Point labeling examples
--

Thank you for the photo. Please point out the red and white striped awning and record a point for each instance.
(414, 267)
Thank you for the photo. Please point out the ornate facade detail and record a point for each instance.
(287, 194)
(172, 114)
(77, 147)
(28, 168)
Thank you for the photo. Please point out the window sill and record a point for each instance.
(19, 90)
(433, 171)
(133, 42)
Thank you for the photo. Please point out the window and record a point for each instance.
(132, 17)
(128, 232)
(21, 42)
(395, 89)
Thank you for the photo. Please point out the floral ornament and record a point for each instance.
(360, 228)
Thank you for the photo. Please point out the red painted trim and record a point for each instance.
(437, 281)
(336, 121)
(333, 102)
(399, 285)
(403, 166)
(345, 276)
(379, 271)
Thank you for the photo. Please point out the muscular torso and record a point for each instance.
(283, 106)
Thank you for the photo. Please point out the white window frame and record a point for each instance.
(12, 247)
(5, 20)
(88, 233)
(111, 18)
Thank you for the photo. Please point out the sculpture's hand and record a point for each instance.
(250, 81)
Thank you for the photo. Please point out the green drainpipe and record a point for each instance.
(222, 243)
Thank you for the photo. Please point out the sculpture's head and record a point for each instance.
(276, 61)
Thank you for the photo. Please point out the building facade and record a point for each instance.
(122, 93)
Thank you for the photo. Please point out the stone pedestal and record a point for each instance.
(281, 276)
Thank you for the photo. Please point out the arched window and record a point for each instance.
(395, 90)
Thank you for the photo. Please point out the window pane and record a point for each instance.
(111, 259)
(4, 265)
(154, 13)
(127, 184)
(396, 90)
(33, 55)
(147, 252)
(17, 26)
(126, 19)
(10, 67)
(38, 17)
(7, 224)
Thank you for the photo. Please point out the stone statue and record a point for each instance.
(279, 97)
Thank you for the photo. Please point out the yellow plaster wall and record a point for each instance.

--

[DESCRIPTION OF THE TASK]:
Quote the listing in full, please, keeping every line exact.

[OUTPUT OF THE TASK]:
Thank you for the photo. Please point out the red and white striped awning and record a point for each instance.
(414, 267)
Thank you for the photo. Please point out the ornate facade detail and record a point for each instance.
(287, 194)
(172, 114)
(77, 147)
(28, 168)
Thank you for the photo. Please point out the window sill and record a point for each instance.
(19, 90)
(433, 171)
(133, 42)
Thank you for the photo. Please point out the window and record a point for each instance.
(132, 17)
(128, 232)
(21, 42)
(395, 89)
Thank you for the photo. Please point out the floral ornament and record a point for each instance.
(360, 228)
Thank you for the photo. Please point out the red painted trim and record a point for each instance.
(437, 281)
(336, 121)
(333, 102)
(399, 285)
(403, 166)
(345, 276)
(379, 271)
Thank you for the photo. Please point out the muscular torso and record a point for each instance.
(283, 106)
Thank you for the photo. Please point out the white window frame and record a point for each instance.
(12, 247)
(5, 20)
(88, 233)
(111, 18)
Thank you for the photo. Please point out the sculpture's hand and record a point for each instance.
(250, 81)
Thank you for the photo. Please point out the green drainpipe and record a point for each instance.
(222, 243)
Thank you for the photo. Please point out the sculpture's head and record a point for each instance.
(276, 61)
Thank you for the photo. Please point out the building facade and record a point for each instance.
(122, 93)
Thank you for the photo. Please point out the stone pedestal and record a point for each instance.
(281, 276)
Thank you for the photo. Please point out the arched window and record a point for each instance.
(395, 90)
Thank you for the photo. Please point out the window pane and record a point for each instance.
(111, 259)
(4, 265)
(154, 13)
(127, 184)
(396, 90)
(33, 55)
(147, 252)
(17, 26)
(126, 19)
(10, 67)
(38, 17)
(7, 224)
Thank you for the photo. Please point out the stone statue and record a point for each instance.
(279, 97)
Thank you for the photo. Please point out the yellow plaster wall and record a point for each instance.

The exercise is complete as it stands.